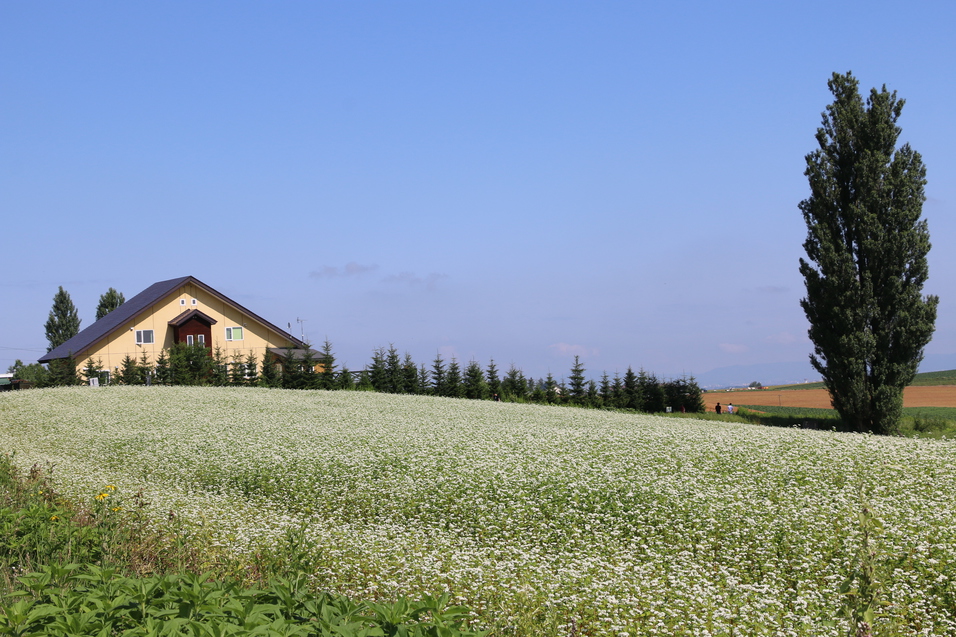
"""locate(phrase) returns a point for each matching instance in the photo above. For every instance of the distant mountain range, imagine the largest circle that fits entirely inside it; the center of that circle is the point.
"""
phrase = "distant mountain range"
(792, 372)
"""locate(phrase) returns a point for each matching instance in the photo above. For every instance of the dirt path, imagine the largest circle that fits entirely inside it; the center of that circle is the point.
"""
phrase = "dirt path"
(932, 396)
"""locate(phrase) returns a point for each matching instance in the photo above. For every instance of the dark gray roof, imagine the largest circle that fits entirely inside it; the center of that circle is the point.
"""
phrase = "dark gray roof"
(136, 306)
(190, 314)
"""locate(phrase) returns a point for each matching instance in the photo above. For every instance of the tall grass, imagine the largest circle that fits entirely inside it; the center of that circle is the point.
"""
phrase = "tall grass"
(98, 569)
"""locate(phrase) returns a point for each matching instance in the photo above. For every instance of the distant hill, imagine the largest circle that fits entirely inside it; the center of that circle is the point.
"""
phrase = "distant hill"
(923, 379)
(802, 373)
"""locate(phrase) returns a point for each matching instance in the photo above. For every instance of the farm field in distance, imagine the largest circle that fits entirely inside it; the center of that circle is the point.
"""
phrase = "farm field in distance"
(914, 396)
(543, 520)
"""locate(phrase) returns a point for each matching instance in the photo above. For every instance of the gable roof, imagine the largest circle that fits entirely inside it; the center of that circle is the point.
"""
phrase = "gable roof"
(188, 315)
(138, 305)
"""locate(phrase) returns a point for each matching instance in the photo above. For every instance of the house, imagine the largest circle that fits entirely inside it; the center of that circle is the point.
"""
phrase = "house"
(183, 310)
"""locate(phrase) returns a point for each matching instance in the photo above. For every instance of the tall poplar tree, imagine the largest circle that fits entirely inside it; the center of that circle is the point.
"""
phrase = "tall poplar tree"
(63, 322)
(866, 257)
**********
> Task instructions: Rewrite everything from the line containing "the house, imagine" down to the end of the records as a JSON list of strings, with one string per line and any blank lines omitted.

> Task output:
[
  "\"\"\"locate(phrase) returns a point for each matching instance in the photo above. For every instance of the house, imagine the largest circle that fits entirely inside it; the center of that circle is the point.",
  "\"\"\"",
  "phrase = \"house\"",
  "(183, 310)",
  "\"\"\"locate(phrase) returns a point for each matching instance in the photo above. For every instance of the tall poplar tree, imagine the largest circle that fits entirely inside it; the center of that circle is the point.",
  "\"\"\"",
  "phrase = \"tall poplar tree\"",
  "(63, 322)",
  "(866, 257)"
]